BEGIN Records
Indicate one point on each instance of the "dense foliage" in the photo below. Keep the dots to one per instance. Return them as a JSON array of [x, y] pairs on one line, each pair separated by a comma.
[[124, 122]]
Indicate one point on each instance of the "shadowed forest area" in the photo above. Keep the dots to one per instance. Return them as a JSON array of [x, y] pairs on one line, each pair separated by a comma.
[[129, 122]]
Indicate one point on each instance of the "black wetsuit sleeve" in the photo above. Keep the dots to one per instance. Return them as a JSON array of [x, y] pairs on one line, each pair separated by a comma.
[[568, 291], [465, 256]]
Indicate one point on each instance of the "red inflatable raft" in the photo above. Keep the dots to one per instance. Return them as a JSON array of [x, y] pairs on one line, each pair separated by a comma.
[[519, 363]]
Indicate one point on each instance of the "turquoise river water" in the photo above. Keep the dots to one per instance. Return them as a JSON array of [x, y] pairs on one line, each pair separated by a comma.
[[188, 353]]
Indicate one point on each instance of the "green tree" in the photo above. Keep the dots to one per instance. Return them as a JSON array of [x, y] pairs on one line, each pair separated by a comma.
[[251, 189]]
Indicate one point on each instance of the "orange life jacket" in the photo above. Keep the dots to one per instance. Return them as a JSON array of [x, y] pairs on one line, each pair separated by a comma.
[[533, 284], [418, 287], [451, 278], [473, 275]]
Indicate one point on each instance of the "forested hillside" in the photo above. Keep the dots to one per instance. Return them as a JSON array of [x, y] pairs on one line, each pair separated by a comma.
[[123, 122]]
END Records
**Activity**
Every entry, from first to last, should be written out exactly.

**Response area**
Indicate one point on each instance of the "dense foliage" in the photo below. Keep the dots to one per instance. Return them as a JSON array of [x, y] pairs on one line, each pair separated by a comma.
[[124, 122]]
Indicate one point on each instance of the "shadowed forest area" in the photo above. Keep the dots to one per instance. Return them as a JSON array of [x, y] pairs on one line, each pair separated by a comma.
[[129, 122]]
Indicate one point on each instance of the "black wetsuit sleeve" in the photo above. Keep the dots to one per instance. Return them as a JSON array of [x, y] pairs on one line, each pair separated by a comma.
[[568, 291], [465, 256]]
Indicate one point on each instance of the "red inflatable raft" in the photo above. Keep the dots to one per instance. Return them as a JSON array of [x, y] pairs on one line, each pair separated by a comma.
[[519, 363]]
Indicate one point on each instance of the "turquoise river water" in the photo above. Keep the dots to one per instance. Return them as a JSON array of [x, y] pairs on one line, each pair separated by a comma.
[[188, 353]]
Indicate one point on each instance of the "green tree" in the photo above. Keep the dots to one per instance. Return them as a JSON array of [x, y] pairs on one line, each pair separated by a comma.
[[251, 189]]
Indicate one point on each instance of the "orange life jacket" in the photo above. Keep the dots to one per instance. Return them as a JSON array of [x, y] pairs on one line, each pair separated by a comma.
[[533, 284], [418, 287], [451, 278], [473, 275]]
Indicate one point on each instance of the "forested hillside" in the photo above. Keep the dots to one per instance. Return them as a JSON array of [x, y] pairs on one line, each pair separated by a comma.
[[123, 122]]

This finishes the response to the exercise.